• [Задача]: Скопируйте без изменений фрагмент воспоминаний, начиная со слов «Иногда я ходил» и далее вплоть до слов «анархисты, начиналась потасовка.» включительно.

• [Документ]:
----

Добавить в цитаты Настройки чтения

Страница 24 из 49



Иногда я ходил на доклады – их называли «рефератами». Мы собирались в большом зале на авеню де Шуази; зал был похож на сарай; зимой его отапливали посетители. А. В. Луначарский рассказывал о скульпторе Родене. А. М. Коллонтай обличала буржуазную мораль. Порой врывались анархисты, начиналась потасовка.

(Когда я начал писать стихи, А. В. Луначарский меня приободрил, говорил мне, что можно быть революционером и любить поэзию. Анатолий Васильевич был для меня мостом – он связывал мое отрочество с новыми мечтами. Можно увидеть в воспоминаниях о нем: «огромная эрудиция», «всесторонняя культура». Меня поражало другое: он не был поэтом, его увлекала политическая деятельность, но в нем жила необычайная любовь к искусству, он как будто был неизменно настроен для восприятия тех неуловимых волн, которые проходят мимо ушей многих. Впоследствии, изредка с ним встречаясь, я пытался спорить: его оценки мне были чужды. Но он был далек от желания навязать свои восприятия другим. Октябрьская революция поставила его на пост народного комиссара просвещения, и, слов нет, он был добрым пастырем. «Десятки раз я заявлял, что Комиссариат просвещения должен быть беспристрастен в своем отношении к отдельным направлениям художественной жизни. Что касается вопросов формы – вкус народного комиссара и всех представителей власти не должен идти в расчет. Предоставить вольное развитие всем художественным лицам и группам. Не позволить одному направлению затирать другое, вооружившись либо приобретенной традиционной славой, либо модным успехом». Обидно, что различные люди, ведающие искусством или им интересующиеся, редко вспоминали эти разумные слова. В 1933 году Луначарского назначили послом в Мадрид. Он приехал в Париж и слег. Я пришел к нему в гостиницу. Он понимал, что смерть близка, и говорил об этом. Жена попыталась отвлечь его, но он спокойно ответил: «Смерть – серьезное дело, это входит в жизнь. Нужно уметь умереть достойно…» Помолчав, он добавил: «Вот искусство может научить и этому…»)

----

• [Раздел данных]:
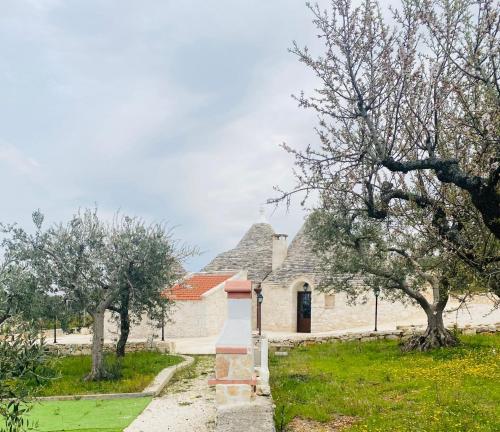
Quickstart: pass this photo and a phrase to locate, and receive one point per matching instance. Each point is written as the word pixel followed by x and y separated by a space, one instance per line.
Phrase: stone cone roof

----

• [Ответ к задаче]:
Иногда я ходил на доклады – их называли «рефератами». Мы собирались в большом зале на авеню де Шуази; зал был похож на сарай; зимой его отапливали посетители. А. В. Луначарский рассказывал о скульпторе Родене. А. М. Коллонтай обличала буржуазную мораль. Порой врывались анархисты, начиналась потасовка.